» **BRIEF**:
Rewrite the entries below, switching each occurrence of "white ceiling" to "pale ceiling" and keeping every other line unchanged. Omit the pictures from your answer.

--- BEGIN RECORDS PROVIDED ---

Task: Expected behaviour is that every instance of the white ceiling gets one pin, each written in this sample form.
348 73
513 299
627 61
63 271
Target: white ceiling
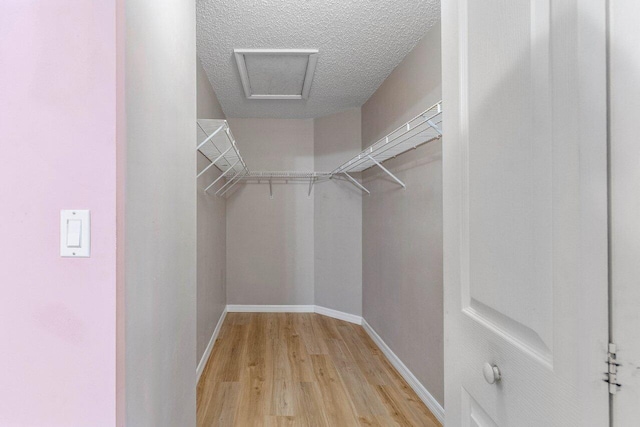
360 43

--- END RECORDS PROVIDED ---

» **TASK RESULT**:
Task: Expected behaviour is that every instance of the pale ceiling gets one pin, each written in this sample form.
348 73
513 299
627 61
63 271
Target: pale ceiling
360 43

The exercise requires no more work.